EXERCISE TEXT.
*** Begin section ***
WHEREAS, effective the ____ day of _________, 199_, the Company's Board of
Directors (the "Board") authorized the grant to Option Holder of options to
purchase _________ shares of the Company's common stock; and
WHEREAS, Option Holder and the Company desire to enter into this Agreement
setting forth the terms, conditions and restrictions applicable to the options.
NOW, THEREFORE, in consideration of the options granted and other good and
valuable consideration, the receipt and sufficiency of which is hereby
acknowledged, the parties agree as follows.
1. Grant of Options. The Company hereby grants to the Option Holder the
irrevocable right and option (the "Options") during the Option Period (as
defined in Section 2) to purchase, upon payment of the Exercise Price (as
defined in Section 3) all or any portion of ________ shares (the "Shares") of
the Company's common stock, par value $0.0005 per share.
2. Option Period. The Options shall be exercisable any time, and from
time to time, on or before the _____ of ___________, 2000 (the "Option Period").
After such date, the right to purchase any Shares remaining to be purchased
under the Options and pursuant to this Agreement, shall lapse and shall be of no
further force or effect. In the event of the death of Option Holder, the right
to purchase any Shares remaining to be purchased under the Options and pursuant
to this Agreement shall lapse and shall be of no further force or effect. In the
event of the termination of Option Holder's membership on the Board for any
reason, voluntarily or involuntarily, the right to purchase any Shares remaining
to be purchased under the Options and pursuant to this Agreement shall lapse and
shall be of no further force or effect.
3. Exercise Price. The price payable (the "Exercise Price") to the
Company by Option Holder upon exercise of Options is $______ per share, payable
in cash.
*** End section ***
JOB 1.
Write out the entries from their start through the line containing "693L583 641L551 623L500", substituting "coarse mask" for every "rough mask" and changing nothing else. Leave the pictures out.
JOB 2.
Continue the stock option agreement from where it stops.

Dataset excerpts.
*** Begin section ***
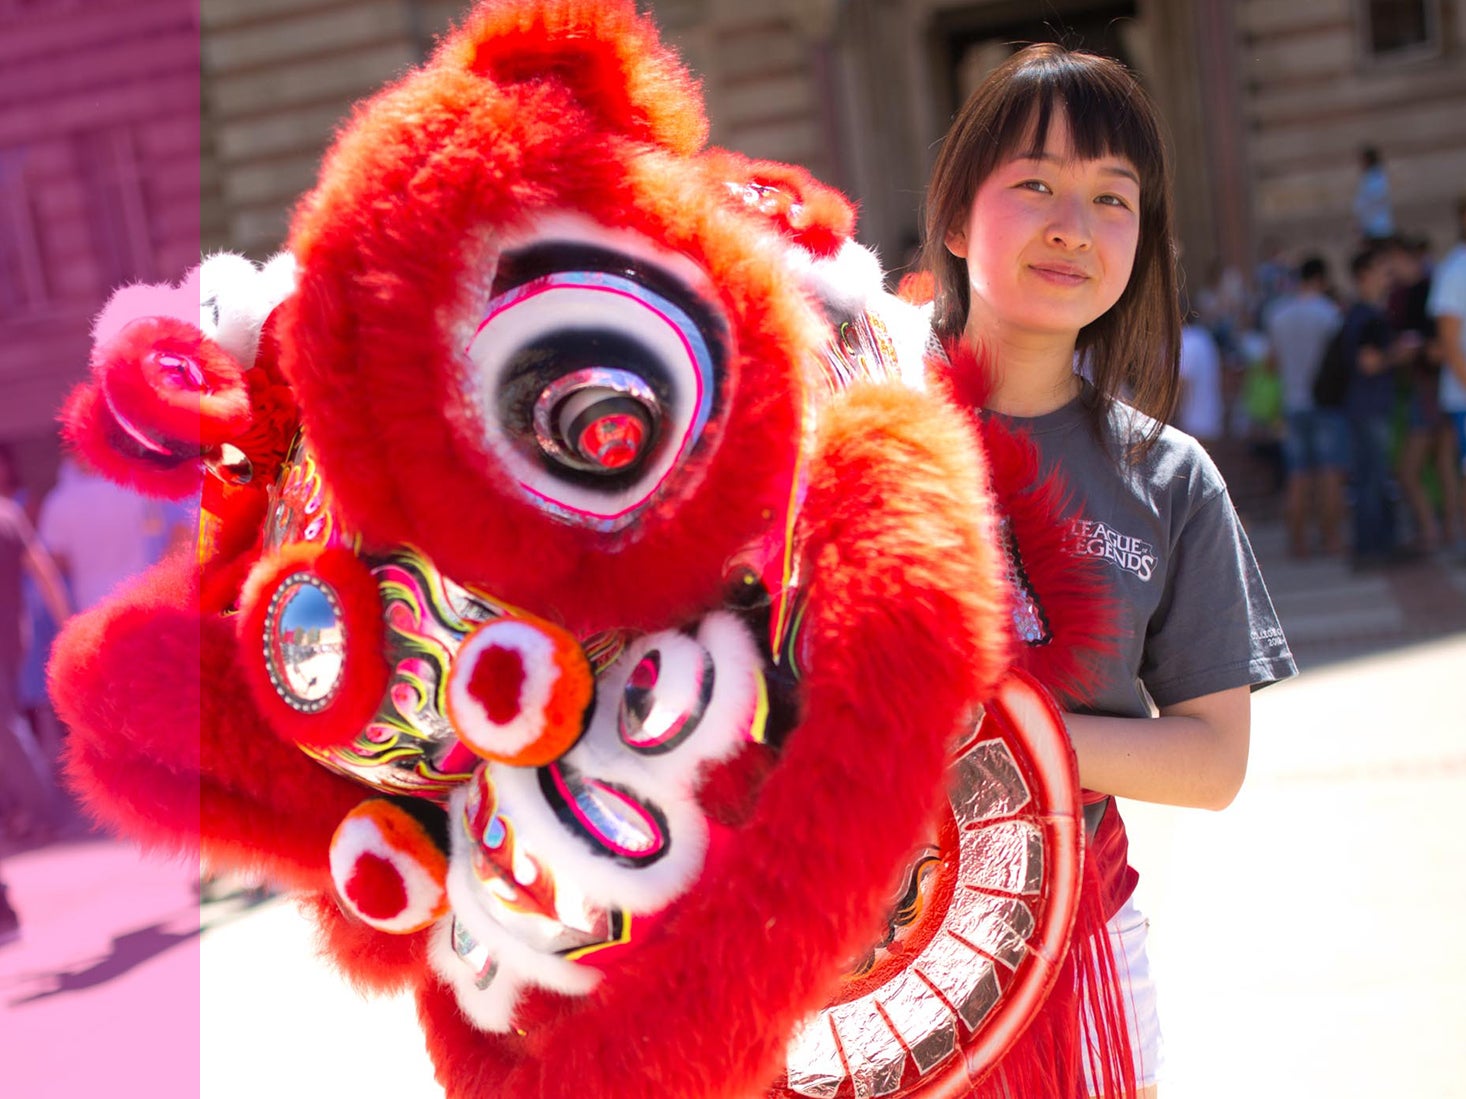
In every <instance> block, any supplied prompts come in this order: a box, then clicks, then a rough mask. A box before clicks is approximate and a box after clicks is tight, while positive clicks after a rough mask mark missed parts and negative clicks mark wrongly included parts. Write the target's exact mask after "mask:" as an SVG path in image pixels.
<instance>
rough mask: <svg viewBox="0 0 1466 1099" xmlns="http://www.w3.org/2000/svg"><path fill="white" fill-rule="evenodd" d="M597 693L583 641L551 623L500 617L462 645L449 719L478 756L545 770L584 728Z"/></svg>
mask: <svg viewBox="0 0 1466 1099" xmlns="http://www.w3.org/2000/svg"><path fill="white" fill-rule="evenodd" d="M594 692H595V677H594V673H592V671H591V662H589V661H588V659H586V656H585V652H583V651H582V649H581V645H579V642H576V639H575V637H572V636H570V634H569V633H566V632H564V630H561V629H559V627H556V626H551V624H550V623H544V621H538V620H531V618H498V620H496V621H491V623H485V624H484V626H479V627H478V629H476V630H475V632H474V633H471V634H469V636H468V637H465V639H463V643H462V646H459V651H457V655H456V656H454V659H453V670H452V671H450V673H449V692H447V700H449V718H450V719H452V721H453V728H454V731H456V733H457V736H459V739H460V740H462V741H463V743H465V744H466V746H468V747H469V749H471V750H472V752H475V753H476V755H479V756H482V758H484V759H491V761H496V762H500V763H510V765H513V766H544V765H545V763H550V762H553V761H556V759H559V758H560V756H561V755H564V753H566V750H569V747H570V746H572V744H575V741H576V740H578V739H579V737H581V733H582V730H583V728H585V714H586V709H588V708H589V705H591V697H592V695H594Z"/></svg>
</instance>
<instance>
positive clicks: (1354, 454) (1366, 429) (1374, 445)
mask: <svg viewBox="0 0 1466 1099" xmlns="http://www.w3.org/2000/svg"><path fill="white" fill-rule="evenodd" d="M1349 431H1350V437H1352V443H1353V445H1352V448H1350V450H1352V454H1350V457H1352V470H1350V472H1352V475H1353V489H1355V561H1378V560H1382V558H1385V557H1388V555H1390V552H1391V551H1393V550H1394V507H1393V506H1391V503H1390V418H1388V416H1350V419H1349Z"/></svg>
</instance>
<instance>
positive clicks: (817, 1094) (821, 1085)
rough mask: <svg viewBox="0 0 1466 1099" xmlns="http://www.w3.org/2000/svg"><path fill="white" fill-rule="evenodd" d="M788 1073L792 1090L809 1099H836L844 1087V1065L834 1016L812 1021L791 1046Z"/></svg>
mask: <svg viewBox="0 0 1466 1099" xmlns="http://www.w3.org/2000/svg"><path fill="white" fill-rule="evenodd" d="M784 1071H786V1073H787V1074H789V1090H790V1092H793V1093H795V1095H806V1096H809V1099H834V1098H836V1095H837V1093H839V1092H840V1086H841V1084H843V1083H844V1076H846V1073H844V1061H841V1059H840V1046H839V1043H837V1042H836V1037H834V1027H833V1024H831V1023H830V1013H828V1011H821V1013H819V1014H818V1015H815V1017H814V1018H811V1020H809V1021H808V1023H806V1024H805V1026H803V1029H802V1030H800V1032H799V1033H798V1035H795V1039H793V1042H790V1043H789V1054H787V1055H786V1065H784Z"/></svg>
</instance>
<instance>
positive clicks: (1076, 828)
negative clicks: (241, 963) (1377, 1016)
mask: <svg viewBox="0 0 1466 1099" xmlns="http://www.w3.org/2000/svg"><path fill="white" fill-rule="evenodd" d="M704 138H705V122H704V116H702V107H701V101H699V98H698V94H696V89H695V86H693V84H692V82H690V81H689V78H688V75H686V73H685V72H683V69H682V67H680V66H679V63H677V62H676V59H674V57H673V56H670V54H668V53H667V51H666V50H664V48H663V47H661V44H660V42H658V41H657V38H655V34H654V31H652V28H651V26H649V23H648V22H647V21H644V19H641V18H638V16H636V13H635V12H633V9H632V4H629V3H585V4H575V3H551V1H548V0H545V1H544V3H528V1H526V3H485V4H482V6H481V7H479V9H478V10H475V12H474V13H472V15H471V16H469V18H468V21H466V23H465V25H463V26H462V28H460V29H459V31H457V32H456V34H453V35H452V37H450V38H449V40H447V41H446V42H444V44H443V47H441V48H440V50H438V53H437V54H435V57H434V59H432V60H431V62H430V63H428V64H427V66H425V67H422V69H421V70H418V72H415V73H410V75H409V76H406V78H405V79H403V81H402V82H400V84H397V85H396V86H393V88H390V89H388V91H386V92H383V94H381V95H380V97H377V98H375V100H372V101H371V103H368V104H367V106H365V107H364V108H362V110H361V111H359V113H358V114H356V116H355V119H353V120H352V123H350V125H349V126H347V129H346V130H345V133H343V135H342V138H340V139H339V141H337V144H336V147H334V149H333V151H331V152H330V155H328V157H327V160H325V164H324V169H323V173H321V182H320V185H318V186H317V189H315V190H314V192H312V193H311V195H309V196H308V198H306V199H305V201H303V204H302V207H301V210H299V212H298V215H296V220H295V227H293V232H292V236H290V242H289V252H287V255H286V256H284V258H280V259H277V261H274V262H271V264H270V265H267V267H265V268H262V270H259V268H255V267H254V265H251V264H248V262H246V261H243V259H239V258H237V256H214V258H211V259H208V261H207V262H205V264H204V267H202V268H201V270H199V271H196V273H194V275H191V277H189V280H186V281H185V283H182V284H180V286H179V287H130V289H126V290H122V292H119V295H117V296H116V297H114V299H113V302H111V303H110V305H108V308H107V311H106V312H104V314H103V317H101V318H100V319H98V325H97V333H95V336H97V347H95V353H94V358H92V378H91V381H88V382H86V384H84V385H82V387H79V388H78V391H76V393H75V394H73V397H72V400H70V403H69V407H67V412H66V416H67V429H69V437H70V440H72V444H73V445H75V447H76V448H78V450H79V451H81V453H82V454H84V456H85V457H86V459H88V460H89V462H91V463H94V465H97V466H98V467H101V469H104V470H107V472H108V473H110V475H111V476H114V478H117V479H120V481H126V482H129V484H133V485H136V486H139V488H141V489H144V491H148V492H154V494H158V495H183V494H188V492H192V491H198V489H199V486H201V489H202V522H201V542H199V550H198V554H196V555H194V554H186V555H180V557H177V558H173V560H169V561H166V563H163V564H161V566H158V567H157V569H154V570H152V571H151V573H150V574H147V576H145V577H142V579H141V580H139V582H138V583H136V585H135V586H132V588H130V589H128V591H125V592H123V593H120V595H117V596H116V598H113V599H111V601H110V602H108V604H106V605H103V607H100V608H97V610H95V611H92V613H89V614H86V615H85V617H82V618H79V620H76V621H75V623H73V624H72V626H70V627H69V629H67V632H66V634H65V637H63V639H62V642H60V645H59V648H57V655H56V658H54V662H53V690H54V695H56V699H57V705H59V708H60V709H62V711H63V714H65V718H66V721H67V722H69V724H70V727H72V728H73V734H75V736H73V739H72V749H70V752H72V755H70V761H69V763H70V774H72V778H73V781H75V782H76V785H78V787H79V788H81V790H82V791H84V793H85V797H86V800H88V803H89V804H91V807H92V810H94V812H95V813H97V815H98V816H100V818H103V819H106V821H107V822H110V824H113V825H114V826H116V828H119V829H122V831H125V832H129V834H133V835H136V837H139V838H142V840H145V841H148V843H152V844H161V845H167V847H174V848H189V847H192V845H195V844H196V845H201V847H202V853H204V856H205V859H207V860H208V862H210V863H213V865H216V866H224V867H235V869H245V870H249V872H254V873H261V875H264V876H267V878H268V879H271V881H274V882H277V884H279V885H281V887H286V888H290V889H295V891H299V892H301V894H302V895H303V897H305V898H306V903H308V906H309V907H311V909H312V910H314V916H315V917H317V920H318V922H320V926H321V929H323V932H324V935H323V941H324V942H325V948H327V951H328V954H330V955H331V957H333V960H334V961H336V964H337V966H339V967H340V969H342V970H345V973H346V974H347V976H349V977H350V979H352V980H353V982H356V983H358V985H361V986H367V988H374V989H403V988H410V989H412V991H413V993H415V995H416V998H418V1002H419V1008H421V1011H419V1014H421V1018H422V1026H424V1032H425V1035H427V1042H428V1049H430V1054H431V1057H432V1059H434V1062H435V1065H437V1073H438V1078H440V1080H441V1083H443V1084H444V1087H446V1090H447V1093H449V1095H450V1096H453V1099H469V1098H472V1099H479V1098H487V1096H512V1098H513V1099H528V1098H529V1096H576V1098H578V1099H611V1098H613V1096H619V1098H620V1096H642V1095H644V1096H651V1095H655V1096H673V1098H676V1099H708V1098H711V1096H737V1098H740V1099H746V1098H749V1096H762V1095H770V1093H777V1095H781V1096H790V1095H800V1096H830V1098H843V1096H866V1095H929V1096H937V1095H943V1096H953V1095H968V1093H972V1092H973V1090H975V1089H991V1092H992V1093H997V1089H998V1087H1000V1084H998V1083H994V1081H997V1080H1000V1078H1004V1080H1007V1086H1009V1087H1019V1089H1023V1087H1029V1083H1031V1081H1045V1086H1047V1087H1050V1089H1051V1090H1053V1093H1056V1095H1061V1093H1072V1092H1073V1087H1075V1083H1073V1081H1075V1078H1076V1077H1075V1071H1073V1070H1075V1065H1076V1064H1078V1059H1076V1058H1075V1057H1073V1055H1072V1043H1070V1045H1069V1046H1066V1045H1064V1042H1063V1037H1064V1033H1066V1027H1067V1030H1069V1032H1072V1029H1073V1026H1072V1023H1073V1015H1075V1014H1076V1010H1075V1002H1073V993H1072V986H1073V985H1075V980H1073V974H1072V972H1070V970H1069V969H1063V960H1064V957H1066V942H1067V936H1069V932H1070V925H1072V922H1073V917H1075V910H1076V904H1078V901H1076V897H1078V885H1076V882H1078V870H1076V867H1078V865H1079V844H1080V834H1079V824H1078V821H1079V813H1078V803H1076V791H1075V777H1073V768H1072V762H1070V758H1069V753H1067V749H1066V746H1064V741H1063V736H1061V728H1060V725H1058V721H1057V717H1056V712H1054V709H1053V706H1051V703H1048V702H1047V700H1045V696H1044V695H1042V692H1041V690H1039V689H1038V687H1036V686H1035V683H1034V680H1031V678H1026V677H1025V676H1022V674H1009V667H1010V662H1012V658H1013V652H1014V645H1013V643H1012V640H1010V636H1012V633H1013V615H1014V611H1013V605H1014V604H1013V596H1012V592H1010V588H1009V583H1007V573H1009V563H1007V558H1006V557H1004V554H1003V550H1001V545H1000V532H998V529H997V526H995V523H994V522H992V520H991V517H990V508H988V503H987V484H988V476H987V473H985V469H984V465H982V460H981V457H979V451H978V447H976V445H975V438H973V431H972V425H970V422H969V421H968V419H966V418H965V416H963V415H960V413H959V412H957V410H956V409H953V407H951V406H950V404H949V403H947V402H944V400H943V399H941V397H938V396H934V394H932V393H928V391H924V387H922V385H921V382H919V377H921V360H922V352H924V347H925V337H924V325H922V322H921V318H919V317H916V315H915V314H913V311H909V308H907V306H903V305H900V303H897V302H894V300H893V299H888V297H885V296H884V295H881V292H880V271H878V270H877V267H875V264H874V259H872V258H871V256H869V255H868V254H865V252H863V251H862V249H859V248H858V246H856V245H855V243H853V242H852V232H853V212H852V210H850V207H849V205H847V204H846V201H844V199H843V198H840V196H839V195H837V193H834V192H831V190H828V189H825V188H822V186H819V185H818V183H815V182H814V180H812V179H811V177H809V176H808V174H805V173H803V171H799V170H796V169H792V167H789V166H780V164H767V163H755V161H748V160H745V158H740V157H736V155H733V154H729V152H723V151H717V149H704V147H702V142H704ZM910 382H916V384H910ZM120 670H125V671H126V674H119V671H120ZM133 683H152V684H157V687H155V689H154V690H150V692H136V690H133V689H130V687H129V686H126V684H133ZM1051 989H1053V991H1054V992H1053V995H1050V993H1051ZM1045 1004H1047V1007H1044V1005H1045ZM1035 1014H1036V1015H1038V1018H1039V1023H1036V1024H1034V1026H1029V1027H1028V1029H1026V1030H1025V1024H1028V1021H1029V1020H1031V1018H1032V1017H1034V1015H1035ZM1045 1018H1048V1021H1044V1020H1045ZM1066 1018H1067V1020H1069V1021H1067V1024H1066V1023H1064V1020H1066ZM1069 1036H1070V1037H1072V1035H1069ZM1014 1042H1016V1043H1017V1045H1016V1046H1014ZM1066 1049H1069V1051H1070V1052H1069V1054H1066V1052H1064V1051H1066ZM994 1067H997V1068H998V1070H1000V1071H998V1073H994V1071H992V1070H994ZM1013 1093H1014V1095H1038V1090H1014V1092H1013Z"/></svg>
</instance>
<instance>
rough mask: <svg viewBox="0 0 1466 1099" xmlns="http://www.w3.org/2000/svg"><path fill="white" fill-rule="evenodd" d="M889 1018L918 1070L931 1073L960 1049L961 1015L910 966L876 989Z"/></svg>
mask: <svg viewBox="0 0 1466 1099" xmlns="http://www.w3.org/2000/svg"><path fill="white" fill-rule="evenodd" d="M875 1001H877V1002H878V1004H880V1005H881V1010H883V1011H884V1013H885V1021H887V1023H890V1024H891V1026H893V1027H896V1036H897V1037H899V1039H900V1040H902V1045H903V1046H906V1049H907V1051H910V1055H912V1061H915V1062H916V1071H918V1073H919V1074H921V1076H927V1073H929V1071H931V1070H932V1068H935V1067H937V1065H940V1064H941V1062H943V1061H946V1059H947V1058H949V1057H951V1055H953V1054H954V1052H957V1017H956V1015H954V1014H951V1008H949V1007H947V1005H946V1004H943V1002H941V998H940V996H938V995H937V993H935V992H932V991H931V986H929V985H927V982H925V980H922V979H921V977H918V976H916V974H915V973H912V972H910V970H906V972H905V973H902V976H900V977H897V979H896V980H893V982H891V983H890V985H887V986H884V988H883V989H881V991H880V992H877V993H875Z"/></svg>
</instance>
*** End section ***
TASK ANSWER 1.
In every <instance> block, any supplied prompts come in this order: a box, then clicks, then a coarse mask. A box before clicks is approximate and a box after clicks is tight, while positive clicks after a coarse mask mark missed parts and negative clicks mark wrongly included parts. Write the target's exact mask after "mask:" as an SVG path in image pixels.
<instance>
coarse mask: <svg viewBox="0 0 1466 1099" xmlns="http://www.w3.org/2000/svg"><path fill="white" fill-rule="evenodd" d="M597 693L583 641L551 623L500 617L462 645L449 719L478 756L545 770L584 728Z"/></svg>

TASK ANSWER 2.
4. Manner of Exercise. Shares available for purchase pursuant to Options
exercised within the Option Period may be purchased by Option Holder delivering
to the Company written
notice specifying the number of Shares Option Holder then desires to purchase
which may be all or a portion of the Shares available for purchase, together
with the Exercise Price therefore payable in cash. Upon receipt of such written
notice and payment for the Shares, the Company shall promptly cause the Shares
to be issued fully paid and non-assessable, and cause a certificate(s) therefore
to be delivered to the Option Holder.
5. Transfer and Assignment. The Options granted in this Agreement shall
not be transferable by the Option Holder and distribution and are exercisable
during the Option Holder's lifetime only by him or her. No assignment or
transfer of the Options granted in this Agreement, or of the rights represented
thereby, whether voluntary or involuntary, by operation of law or otherwise,
shall vest in the assignee or transferee any interest or right herein
whatsoever, but immediately upon any such assignment or transfer the Options
shall terminate and become of no further effect.
6. Rights as Stockholder. Option Holder shall have no rights as a
stockholder with respect to any Shares covered by the Options until the date of
the actual issuance of the Shares to him. No adjustment shall be made for
dividends (ordinary or extraordinary, whether in cash, securities or other
property) or distributions or other rights for which the record date is prior to
the date the Shares or any part thereof are issued pursuant to exercise of all
or any part of the Options.
7. Confidentiality. Option Holder agrees not to disclose to any person,
directly or indirectly, the terms of this Agreement or any other matters
relating to the Options or the Shares, including the number of Shares subject to
the Options or purchased hereunder, without the prior consent of the Company.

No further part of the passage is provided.